TASK STATEMENT: In the Dogs in the Vineyard town post below, turn the paragraph beginning "When Brother Ezekiel was run over" into a short bulleted list of its main facts.

Begin EXCERPT PROVIDED

I just got my Dogs in the Vineyard pdf earlier this week, and I'm hankering to try it out this weekend.  I got some friends excited too, thanks to Kit's powerful ending.

Here's my first try at creating a town.  I scaled it back a bit from what I originally had, which had a developing cult and Brother Joshua as a sorcerer.  I'd appreciate any comments as to its playability.  I'm particularly wondering if I've simply created a "bad guy" scenario with little complexity.

Oakview Branch

When Brother Ezekiel was run over by the runaway cart, no one thought it was as bad as it was.  Oakview's Steward, Brother Cuthbert, was certain he could heal him, but he failed.  Brother Ezekiel was well-loved, and Brother Cuthbert retreated into himself.  Brother Joshua, who had been acting as a mediator for some time, rose to take his place, donning a strikingly decorated coat.

End EXCERPT PROVIDED
Begin RECORD EXCERPTS

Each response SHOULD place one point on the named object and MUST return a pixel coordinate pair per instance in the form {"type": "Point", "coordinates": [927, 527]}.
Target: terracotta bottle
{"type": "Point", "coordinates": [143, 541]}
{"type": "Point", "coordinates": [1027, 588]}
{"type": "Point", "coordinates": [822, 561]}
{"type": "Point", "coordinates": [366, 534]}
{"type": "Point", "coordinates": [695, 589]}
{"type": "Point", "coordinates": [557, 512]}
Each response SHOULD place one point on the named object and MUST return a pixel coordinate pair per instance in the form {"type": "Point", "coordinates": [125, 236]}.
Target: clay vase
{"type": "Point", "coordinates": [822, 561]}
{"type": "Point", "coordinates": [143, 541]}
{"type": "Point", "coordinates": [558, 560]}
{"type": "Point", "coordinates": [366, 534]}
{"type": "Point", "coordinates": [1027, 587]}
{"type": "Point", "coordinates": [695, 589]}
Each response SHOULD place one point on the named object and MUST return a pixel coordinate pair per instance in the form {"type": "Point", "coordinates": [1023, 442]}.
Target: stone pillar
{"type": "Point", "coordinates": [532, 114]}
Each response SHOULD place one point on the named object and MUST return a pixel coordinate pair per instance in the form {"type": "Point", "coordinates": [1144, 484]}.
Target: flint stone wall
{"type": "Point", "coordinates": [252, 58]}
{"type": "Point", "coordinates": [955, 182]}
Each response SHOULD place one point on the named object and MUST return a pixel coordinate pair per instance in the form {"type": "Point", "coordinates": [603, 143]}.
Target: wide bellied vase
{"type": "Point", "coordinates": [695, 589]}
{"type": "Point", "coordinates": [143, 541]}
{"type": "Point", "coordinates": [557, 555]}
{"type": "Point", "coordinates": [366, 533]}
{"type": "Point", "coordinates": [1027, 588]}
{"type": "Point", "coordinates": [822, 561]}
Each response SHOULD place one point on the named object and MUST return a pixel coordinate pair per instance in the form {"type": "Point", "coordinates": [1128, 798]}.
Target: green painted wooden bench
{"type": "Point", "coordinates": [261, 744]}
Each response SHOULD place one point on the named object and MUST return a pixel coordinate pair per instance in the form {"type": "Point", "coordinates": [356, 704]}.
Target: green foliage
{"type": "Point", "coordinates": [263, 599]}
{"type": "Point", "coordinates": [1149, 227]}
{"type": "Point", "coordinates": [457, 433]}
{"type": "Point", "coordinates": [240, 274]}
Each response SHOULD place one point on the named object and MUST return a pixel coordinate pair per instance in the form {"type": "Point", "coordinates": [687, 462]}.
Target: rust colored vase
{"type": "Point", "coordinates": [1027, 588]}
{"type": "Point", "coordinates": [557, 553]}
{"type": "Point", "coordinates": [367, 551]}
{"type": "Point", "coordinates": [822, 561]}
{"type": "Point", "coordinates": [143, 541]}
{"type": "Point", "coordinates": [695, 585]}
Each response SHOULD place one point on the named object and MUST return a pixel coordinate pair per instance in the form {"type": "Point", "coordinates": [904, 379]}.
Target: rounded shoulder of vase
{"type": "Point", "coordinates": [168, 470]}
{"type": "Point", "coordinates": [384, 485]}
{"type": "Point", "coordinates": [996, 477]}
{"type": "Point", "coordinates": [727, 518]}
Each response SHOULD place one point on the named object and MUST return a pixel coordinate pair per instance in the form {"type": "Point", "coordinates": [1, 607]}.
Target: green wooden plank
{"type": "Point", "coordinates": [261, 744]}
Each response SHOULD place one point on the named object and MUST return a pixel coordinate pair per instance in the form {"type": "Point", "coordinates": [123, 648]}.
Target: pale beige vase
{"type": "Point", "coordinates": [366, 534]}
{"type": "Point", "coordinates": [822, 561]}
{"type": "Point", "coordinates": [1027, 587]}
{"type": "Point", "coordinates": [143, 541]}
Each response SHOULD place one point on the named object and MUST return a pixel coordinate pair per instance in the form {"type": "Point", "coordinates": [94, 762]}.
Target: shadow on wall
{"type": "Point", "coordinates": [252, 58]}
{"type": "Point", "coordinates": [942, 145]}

End RECORD EXCERPTS

FINISHED TASK:
- A runaway cart ran over Brother Ezekiel, and no one realized how bad it was.
- Brother Cuthbert, Oakview's Steward, was sure he could heal him but failed.
- Brother Ezekiel was well-loved, and Brother Cuthbert retreated into himself.
- Brother Joshua, who had been acting as a mediator for some time, rose to take his place, wearing a strikingly decorated coat.